Exercise requirements:
A – Answer these questions about the forum thread on LED replacement bulbs below:
(i) What is printed on the original incandescent bulb?
(ii) According to specs, what base does the GE 906 use?
(iii) Which website does the post by Guest recommend?
B – Reproduce the part of the forum thread on LED replacement bulbs below starting at "# LED replacements" and ending at "(Jul 20, 2008)".

Quoted passage:
☆ ☆ ☆ ☆ ☆
# LED replacements



## I Fish (Sep 24, 2008)

I've been trying to find a LED replacement bulb for my stern light. The original incandescent bulb just has GE 906 printed on it. Does anybody know of a place that has these in LED, or at least a cross reference guide. Thanks..........


----------



## Bubbathegimp (Jul 20, 2008)

I Fish said:


> I've been trying to find a LED replacement bulb for my stern light. The original incandescent bulb just has GE 906 printed on it. Does anybody know of a place that has these in LED, or at least a cross reference guide. Thanks..........


the generic cross ref of the ge906 is 5906
according to specs it uses a T5 base
google "T5 led" comes up with a ton of hits


----------



## Guest (Jun 14, 2010)

www.superbrightleds.com or something close to that they should have what you need.


----------



## I Fish (Sep 24, 2008)
☆ ☆ ☆ ☆ ☆
Rows from a pointing dataset
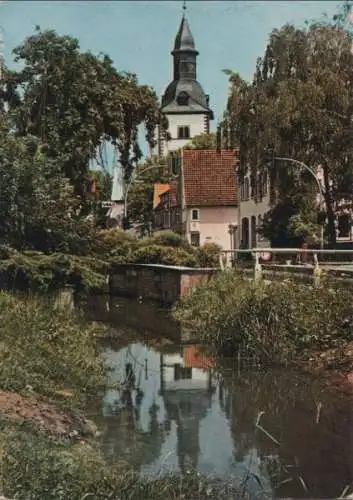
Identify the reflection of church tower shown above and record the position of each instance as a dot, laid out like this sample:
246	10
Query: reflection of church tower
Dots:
186	387
184	103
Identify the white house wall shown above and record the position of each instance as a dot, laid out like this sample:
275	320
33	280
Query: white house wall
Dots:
197	126
213	225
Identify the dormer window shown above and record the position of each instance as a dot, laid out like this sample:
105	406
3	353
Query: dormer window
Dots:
184	132
183	99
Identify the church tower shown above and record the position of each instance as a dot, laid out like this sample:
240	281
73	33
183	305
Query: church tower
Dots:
184	102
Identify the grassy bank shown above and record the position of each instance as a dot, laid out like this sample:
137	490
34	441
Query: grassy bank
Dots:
36	271
35	468
50	367
277	322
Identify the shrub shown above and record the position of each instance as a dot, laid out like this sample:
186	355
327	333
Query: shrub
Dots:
36	271
46	349
157	254
169	239
274	321
208	255
109	240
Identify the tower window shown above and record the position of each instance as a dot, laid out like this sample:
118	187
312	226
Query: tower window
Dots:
☆ ☆ ☆ ☆ ☆
Answers to the tasks:
A –
(i) GE 906
(ii) A T5 base
(iii) www.superbrightleds.com

B –
# LED replacements



## I Fish (Sep 24, 2008)

I've been trying to find a LED replacement bulb for my stern light. The original incandescent bulb just has GE 906 printed on it. Does anybody know of a place that has these in LED, or at least a cross reference guide. Thanks..........


----------



## Bubbathegimp (Jul 20, 2008)